- _WHAT YOU WILL DO_: Look for "every water reflection" in the records below, then copy that line and every line after it, exactly and with nothing added.

- _INFORMATION SHOWN_:

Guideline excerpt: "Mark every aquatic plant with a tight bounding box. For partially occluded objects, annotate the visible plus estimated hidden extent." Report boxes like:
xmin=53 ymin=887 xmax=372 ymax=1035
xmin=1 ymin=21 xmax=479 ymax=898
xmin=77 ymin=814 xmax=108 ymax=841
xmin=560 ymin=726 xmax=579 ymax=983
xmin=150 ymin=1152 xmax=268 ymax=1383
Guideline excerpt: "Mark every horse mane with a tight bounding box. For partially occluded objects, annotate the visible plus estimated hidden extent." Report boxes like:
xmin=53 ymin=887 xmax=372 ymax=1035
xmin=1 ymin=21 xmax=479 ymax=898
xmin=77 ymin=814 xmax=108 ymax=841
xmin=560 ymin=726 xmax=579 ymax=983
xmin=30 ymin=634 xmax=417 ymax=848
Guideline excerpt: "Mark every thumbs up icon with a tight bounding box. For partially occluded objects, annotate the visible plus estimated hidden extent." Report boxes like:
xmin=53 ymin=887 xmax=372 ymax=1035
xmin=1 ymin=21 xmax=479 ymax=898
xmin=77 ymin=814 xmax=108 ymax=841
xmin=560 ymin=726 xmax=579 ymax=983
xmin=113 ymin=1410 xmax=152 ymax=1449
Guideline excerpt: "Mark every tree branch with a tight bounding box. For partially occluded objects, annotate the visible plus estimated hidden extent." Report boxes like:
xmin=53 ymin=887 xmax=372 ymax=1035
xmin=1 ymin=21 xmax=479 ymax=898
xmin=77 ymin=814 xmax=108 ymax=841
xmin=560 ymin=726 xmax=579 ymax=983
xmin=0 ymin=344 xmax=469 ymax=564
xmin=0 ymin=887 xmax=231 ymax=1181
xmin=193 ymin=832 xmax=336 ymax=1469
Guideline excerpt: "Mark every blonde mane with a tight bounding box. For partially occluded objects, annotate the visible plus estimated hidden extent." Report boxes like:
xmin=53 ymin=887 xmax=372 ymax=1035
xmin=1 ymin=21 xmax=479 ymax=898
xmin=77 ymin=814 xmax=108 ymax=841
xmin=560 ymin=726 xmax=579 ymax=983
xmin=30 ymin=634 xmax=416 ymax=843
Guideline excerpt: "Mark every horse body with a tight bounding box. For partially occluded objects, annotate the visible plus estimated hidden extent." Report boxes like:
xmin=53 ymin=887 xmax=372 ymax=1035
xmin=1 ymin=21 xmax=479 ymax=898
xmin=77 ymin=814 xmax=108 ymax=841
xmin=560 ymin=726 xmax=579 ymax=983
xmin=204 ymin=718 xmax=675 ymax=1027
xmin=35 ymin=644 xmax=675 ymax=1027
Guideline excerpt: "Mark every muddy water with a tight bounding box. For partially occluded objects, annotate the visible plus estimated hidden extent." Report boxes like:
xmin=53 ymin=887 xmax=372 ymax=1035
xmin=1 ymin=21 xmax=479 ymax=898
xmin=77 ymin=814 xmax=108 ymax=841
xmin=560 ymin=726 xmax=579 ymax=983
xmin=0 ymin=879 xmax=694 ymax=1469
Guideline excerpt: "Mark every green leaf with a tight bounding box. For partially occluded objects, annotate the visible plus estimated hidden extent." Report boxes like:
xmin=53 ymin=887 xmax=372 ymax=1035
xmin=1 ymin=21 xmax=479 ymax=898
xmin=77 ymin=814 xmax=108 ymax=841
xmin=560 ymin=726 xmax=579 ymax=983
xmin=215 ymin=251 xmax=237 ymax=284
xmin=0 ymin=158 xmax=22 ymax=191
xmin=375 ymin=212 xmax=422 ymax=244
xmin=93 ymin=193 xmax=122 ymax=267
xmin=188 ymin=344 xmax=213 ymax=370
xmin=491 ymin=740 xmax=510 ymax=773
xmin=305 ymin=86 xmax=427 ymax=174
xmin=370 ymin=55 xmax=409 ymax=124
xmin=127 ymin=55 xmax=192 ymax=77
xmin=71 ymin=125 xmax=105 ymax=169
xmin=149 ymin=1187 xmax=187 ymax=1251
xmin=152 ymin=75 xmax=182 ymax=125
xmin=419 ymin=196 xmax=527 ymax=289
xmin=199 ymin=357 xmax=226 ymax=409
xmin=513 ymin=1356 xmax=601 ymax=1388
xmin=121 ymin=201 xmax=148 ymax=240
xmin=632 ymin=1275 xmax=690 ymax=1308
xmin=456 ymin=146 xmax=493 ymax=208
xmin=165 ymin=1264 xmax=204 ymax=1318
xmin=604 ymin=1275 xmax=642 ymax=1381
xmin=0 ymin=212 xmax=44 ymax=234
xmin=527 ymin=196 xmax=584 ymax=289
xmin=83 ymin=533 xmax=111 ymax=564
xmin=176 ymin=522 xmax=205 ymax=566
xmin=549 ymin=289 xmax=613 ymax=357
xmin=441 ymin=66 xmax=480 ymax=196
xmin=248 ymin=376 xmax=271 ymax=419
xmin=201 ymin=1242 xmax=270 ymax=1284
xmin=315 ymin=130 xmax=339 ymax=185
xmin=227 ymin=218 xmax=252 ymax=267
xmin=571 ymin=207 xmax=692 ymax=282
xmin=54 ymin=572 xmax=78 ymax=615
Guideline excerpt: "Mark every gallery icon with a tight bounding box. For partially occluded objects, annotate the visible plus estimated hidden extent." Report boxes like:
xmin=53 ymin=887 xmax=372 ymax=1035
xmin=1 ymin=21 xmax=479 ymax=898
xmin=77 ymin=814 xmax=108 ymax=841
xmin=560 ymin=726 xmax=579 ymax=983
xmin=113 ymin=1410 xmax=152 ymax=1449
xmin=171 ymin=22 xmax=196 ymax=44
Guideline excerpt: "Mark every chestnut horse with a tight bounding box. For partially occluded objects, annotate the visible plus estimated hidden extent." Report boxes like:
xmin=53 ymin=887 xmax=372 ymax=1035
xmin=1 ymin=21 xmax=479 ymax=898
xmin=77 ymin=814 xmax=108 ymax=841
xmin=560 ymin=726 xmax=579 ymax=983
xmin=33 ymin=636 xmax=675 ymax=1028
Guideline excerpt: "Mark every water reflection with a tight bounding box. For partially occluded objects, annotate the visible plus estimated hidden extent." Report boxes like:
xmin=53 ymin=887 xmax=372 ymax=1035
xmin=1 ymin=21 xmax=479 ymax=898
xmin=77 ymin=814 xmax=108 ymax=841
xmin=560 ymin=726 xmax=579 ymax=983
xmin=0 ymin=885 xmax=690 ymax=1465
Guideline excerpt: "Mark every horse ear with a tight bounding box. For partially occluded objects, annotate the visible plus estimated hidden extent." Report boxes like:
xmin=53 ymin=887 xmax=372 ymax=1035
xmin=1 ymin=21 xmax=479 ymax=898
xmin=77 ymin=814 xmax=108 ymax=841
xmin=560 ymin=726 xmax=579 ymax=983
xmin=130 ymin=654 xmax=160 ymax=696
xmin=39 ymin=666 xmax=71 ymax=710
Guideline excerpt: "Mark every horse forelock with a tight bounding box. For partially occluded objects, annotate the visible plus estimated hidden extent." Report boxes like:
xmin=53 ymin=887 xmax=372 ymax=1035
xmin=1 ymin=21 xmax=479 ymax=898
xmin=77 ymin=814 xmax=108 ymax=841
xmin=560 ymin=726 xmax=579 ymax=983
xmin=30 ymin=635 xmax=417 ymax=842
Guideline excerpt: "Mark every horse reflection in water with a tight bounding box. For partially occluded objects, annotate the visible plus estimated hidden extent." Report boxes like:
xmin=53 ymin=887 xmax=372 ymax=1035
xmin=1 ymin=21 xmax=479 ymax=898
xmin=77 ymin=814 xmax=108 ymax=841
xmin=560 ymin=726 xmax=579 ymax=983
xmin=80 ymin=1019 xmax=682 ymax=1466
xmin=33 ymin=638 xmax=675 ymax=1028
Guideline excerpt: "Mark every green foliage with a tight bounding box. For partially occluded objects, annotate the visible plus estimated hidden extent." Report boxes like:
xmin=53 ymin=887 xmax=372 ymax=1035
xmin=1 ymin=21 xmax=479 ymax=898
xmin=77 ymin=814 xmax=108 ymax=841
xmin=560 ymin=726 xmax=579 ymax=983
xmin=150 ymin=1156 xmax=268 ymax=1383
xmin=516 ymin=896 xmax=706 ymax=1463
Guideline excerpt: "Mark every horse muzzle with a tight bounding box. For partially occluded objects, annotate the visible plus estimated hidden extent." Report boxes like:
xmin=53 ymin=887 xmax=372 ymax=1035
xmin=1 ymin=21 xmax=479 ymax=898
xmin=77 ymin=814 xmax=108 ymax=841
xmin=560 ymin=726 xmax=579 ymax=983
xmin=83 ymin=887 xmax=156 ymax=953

- _RESULT BELOW_:
Guideline excerpt: "Mark every water reflection with a tight bounding box. For partially occluded objects, annotate the visible plus estimated hidden extent." Report boxes like:
xmin=53 ymin=887 xmax=372 ymax=1035
xmin=1 ymin=21 xmax=479 ymax=898
xmin=77 ymin=814 xmax=108 ymax=841
xmin=560 ymin=726 xmax=579 ymax=983
xmin=0 ymin=885 xmax=690 ymax=1465
Guideline excerpt: "Mark every horse ear with a tight bounding box. For partially occluded objects, annotate the visible plus estimated hidden extent." Report boxes like:
xmin=53 ymin=887 xmax=372 ymax=1035
xmin=1 ymin=21 xmax=479 ymax=898
xmin=77 ymin=814 xmax=108 ymax=841
xmin=560 ymin=726 xmax=579 ymax=983
xmin=130 ymin=654 xmax=160 ymax=696
xmin=39 ymin=666 xmax=71 ymax=710
Guideline excerpt: "Mark every horse forelock with a tight bounding box. For partially occluded objects, annotate the visible plus estimated hidden extent." Report boxes like:
xmin=53 ymin=887 xmax=372 ymax=1035
xmin=1 ymin=21 xmax=479 ymax=898
xmin=77 ymin=814 xmax=108 ymax=841
xmin=560 ymin=726 xmax=579 ymax=983
xmin=30 ymin=635 xmax=417 ymax=842
Guideline excerpt: "Mark every horse reflection in water with a tight bounding box. For partially occluded objects, annotate the visible plus estimated hidden extent." Report boxes like:
xmin=53 ymin=887 xmax=372 ymax=1035
xmin=1 ymin=21 xmax=479 ymax=898
xmin=77 ymin=814 xmax=108 ymax=841
xmin=560 ymin=726 xmax=579 ymax=983
xmin=80 ymin=1019 xmax=682 ymax=1466
xmin=33 ymin=638 xmax=675 ymax=1028
Guideline excerpt: "Mark every green foliage with a tight bounding box. For partially occluded objects, annotate the visible plus estimated hidden extent." Report boxes like:
xmin=53 ymin=887 xmax=372 ymax=1035
xmin=1 ymin=21 xmax=479 ymax=898
xmin=77 ymin=814 xmax=108 ymax=841
xmin=560 ymin=726 xmax=579 ymax=983
xmin=150 ymin=1156 xmax=268 ymax=1383
xmin=516 ymin=896 xmax=706 ymax=1463
Guideline excerpt: "Mark every horse muzzle with a tight bounding box. For partially occluded objects, annotate the visible plus estimated hidden extent." Report boxes like:
xmin=53 ymin=887 xmax=372 ymax=1035
xmin=1 ymin=21 xmax=479 ymax=898
xmin=77 ymin=814 xmax=108 ymax=841
xmin=560 ymin=726 xmax=579 ymax=983
xmin=83 ymin=887 xmax=156 ymax=953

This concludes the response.